#### Records supplied ####

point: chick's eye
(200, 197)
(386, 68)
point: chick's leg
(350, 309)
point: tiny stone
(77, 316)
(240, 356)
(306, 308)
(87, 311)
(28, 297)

####

Required action:
Transcribe every line of the records exactly, please.

Solution:
point: chick's eye
(200, 197)
(386, 68)
point: chick's leg
(350, 309)
point: tiny stone
(77, 316)
(240, 356)
(306, 308)
(87, 311)
(28, 297)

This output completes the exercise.